• **Source records**:
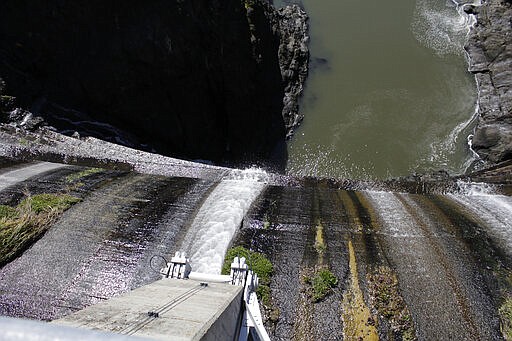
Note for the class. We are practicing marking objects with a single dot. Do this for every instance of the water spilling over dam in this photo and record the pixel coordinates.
(219, 217)
(444, 255)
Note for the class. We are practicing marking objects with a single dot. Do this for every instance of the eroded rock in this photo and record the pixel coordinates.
(490, 56)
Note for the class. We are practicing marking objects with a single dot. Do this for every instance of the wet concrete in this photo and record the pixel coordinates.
(447, 287)
(451, 253)
(100, 247)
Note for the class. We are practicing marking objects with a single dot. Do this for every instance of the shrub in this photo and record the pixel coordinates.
(322, 281)
(257, 262)
(22, 225)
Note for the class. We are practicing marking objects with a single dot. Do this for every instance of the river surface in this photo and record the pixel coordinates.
(388, 92)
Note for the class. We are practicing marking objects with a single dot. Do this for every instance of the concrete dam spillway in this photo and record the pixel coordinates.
(444, 257)
(84, 221)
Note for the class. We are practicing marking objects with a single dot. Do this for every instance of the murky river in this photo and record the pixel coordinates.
(388, 92)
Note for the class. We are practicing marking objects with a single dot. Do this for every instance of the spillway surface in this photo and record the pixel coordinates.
(447, 253)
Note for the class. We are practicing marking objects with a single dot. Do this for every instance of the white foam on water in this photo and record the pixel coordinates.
(219, 217)
(442, 27)
(494, 210)
(474, 188)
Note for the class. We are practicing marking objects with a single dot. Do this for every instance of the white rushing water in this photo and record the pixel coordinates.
(219, 217)
(494, 210)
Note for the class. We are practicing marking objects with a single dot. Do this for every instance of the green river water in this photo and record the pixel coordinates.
(388, 92)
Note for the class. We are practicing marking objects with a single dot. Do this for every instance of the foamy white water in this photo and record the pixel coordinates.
(437, 26)
(219, 217)
(494, 210)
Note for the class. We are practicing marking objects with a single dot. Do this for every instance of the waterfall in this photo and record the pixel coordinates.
(495, 211)
(219, 217)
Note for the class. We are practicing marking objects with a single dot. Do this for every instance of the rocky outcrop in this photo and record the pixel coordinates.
(293, 60)
(490, 55)
(192, 79)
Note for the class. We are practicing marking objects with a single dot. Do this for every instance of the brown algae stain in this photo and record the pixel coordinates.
(358, 321)
(319, 242)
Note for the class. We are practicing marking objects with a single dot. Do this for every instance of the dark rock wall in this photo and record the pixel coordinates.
(193, 79)
(490, 53)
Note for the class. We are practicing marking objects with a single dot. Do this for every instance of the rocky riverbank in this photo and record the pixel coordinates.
(215, 81)
(489, 49)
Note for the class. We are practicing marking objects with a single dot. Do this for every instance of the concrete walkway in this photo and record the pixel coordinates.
(21, 174)
(168, 309)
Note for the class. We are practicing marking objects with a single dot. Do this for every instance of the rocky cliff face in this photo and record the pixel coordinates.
(193, 79)
(490, 53)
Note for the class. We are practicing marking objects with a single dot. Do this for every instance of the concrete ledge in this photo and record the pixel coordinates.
(180, 310)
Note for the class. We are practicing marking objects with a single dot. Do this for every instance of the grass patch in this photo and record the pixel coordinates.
(321, 283)
(7, 212)
(258, 262)
(82, 174)
(24, 224)
(386, 298)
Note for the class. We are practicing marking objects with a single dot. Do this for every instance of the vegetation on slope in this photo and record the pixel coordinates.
(258, 262)
(22, 225)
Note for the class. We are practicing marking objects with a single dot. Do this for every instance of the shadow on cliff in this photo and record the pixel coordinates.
(189, 79)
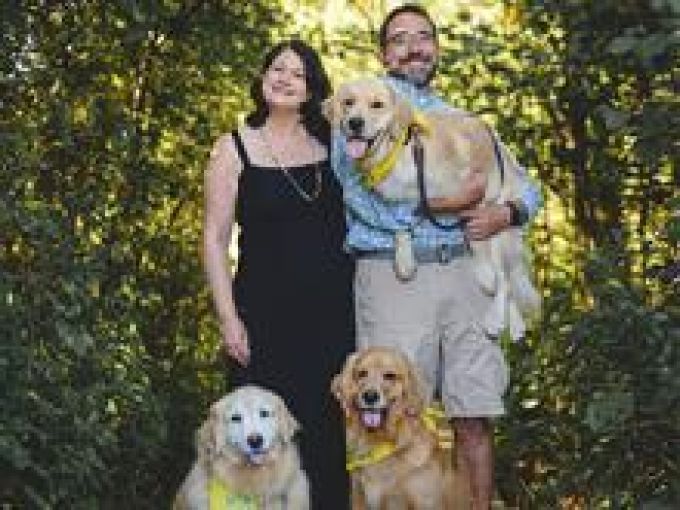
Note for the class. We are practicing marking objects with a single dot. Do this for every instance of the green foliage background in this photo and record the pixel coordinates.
(108, 348)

• **How to complete this task**: The records are to be duplicated in full and exactly, with images left out.

• **Output below**:
Note for the class. We are practicing marking objects with a single dot. Do this for every instance of the water spilling over dam in this photo and record the pixel coordinates.
(219, 217)
(444, 255)
Note for the class. We are practicing marking objects with a single dot. Do this for every instance of the eroded rock in this photo and record the pixel coordinates.
(490, 56)
Note for the class. We are practicing marking objects with a single dot. Do this for every instance of the wet concrete in this photo and record the pixel coordinates.
(447, 287)
(451, 253)
(100, 247)
Note for the class. We are practicing marking objects with a single dot. Do this for every instance of the shrub in this photo and record the pixel coordinates.
(322, 281)
(257, 262)
(22, 225)
Note for the class. We are practicing marking objects with a single dot. Do this for every instance of the river surface in this photo and record the pixel coordinates.
(388, 92)
Note for the class. We are practicing marking objects with a single dot. Do this for every instance of the concrete dam spillway in this photo and record the pixel coordinates.
(444, 257)
(84, 221)
Note for the class. We are practicing marking objects with a single dot. Do this for every instance of the murky river in this photo and record the pixel coordinates.
(388, 92)
Note for the class. We are practicing marking objects with a single dot. Do this for every instance of the spillway surface in this photo and record the pixel coordinates.
(447, 253)
Note for the class. We are practicing marking objects with a single dot. Do this for every instance of the white foam on water in this photo and record the pixel coordinates.
(219, 217)
(442, 27)
(494, 210)
(474, 188)
Note for the class. We are practicing marking objects with a single dot. Do this for every instance of the white rushing water in this photo and record the pixel coordinates.
(219, 217)
(494, 210)
Note for the class. We are practicing marking objects with a single dot. Do this for every instance of the green river water in this photo and record the pixel coordinates.
(388, 92)
Note for the class. We are practicing marking objects with a single dot. Do this for every instance of the foamy white water in this photo and record the pixel coordinates.
(437, 26)
(219, 217)
(494, 210)
Note for the class. We are practicing marking objects with a single dot. Do this for every instance of the waterfall in this photo and record the pixel coordinates.
(495, 211)
(219, 217)
Note for the class. We are practicing marking objects with a single dot. Do this for every instance of the rocky outcrop in this photo and record the pixel coordinates.
(293, 60)
(490, 55)
(192, 79)
Note for the class. We are practicing marking objects with a single dot. Do this for every instance of the brown algae stain in this photo and record the pixel coordinates.
(358, 321)
(319, 242)
Note for the class. We are practicing marking objects with a single dot. Do this for every instance of the dark rock wall in this photo and record the pixel coordinates.
(193, 79)
(490, 53)
Note for the class. We are practicing marking objects with a single dot. Do this for every instance of the rocky riverbank in this photo and record the pixel coordinates.
(215, 81)
(489, 49)
Note for the class. We are practicing marking objects with a single dot. Do this for every instance of the concrete walkway in this photo and record the pixel coordinates.
(21, 174)
(168, 309)
Note for the class. We are practicing marking objects with a single dot. Do this for every instance of the rocky cliff face in this photo and record the pixel coordinates.
(193, 79)
(490, 53)
Note for the class. We are practicing marking objects with a single dot. Do this for every instance of the concrete ledge in this photo and record the pixel coordinates.
(180, 310)
Note for the class. We are practicing marking objects with a single dot. Do this for every instance of the grass patch in this photo and record the pixel coordinates.
(321, 283)
(7, 212)
(258, 262)
(82, 174)
(24, 224)
(386, 298)
Note for the class. We are practicing marking objects with a single dot. Do this for every instance of the vegetation on slope in this photo and record the pixel coordinates.
(258, 262)
(22, 225)
Note for the class. We are practicing marking objects with a single dot. Do this for every instance of the shadow on cliff in this photo and record the pixel coordinates.
(189, 79)
Note for the class. We are practicing marking objects with a single dot. Do this for every instance of the green foliage background in this photo and record the pixel coordinates.
(108, 348)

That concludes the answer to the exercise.